═══ Listing ═══

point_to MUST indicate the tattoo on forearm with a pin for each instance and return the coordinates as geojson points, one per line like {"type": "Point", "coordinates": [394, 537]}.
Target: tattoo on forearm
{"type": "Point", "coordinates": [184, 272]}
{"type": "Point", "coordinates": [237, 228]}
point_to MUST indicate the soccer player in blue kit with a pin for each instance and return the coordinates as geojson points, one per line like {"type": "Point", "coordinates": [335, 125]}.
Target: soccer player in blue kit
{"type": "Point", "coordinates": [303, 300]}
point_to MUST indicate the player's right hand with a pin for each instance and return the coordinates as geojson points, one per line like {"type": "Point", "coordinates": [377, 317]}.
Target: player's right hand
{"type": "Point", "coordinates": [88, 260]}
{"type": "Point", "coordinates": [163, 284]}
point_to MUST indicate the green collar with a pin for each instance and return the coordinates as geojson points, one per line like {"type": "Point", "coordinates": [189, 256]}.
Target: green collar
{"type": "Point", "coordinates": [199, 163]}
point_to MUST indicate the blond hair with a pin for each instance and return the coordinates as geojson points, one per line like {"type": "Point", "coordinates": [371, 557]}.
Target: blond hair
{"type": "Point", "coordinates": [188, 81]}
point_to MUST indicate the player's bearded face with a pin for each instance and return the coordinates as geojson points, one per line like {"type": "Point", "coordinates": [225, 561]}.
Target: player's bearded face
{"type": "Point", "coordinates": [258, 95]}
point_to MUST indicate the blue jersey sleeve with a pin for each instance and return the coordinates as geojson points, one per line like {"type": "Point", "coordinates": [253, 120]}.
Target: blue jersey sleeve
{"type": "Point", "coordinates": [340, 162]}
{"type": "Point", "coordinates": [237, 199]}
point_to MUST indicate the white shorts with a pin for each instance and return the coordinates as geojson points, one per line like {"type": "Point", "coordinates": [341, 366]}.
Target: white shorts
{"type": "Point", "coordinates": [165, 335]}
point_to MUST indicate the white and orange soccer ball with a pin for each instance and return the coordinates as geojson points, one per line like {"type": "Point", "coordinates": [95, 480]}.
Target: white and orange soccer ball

═══

What the task requires ▸
Extract the listing in its entirety and repeat it exactly.

Written response ▸
point_to MUST indicate the tattoo on forearm with a pin for each instance and return the coordinates as geojson points, one per line like {"type": "Point", "coordinates": [394, 537]}.
Target: tattoo on forearm
{"type": "Point", "coordinates": [184, 272]}
{"type": "Point", "coordinates": [237, 228]}
point_to MUST indicate the soccer player in blue kit with a pin for each instance and return the coordinates as geojson points, one per line like {"type": "Point", "coordinates": [335, 125]}.
Target: soccer player in blue kit
{"type": "Point", "coordinates": [303, 300]}
point_to MUST indicate the player's right hand with a pin for each instance and return the coordinates as geojson points, one per line like {"type": "Point", "coordinates": [377, 317]}.
Target: player's right hand
{"type": "Point", "coordinates": [88, 260]}
{"type": "Point", "coordinates": [163, 284]}
point_to MUST indicate the green collar with a pin for each instance and return the coordinates as geojson points, one per line like {"type": "Point", "coordinates": [189, 256]}.
Target: green collar
{"type": "Point", "coordinates": [199, 163]}
point_to MUST indicate the blond hair with a pin for each instance and return the coordinates as geojson points, one per line like {"type": "Point", "coordinates": [371, 557]}.
Target: blond hair
{"type": "Point", "coordinates": [188, 81]}
point_to MUST indicate the player's bearded face with a pin for each instance and return the coordinates as geojson points, one per line like {"type": "Point", "coordinates": [225, 561]}.
Target: player's bearded face
{"type": "Point", "coordinates": [258, 95]}
point_to MUST indicate the blue jersey sleeve with a pin for each instance and return the coordinates as geojson points, one per line like {"type": "Point", "coordinates": [253, 120]}.
Target: blue jersey sleeve
{"type": "Point", "coordinates": [340, 162]}
{"type": "Point", "coordinates": [237, 199]}
point_to MUST indicate the white shorts with a pin for each instance and return the coordinates as geojson points, one per line like {"type": "Point", "coordinates": [341, 366]}.
Target: white shorts
{"type": "Point", "coordinates": [165, 335]}
point_to MUST indicate the white and orange soccer ball with a pin for each instance and return the coordinates as geojson points, one per line like {"type": "Point", "coordinates": [95, 480]}.
Target: white and orange soccer ball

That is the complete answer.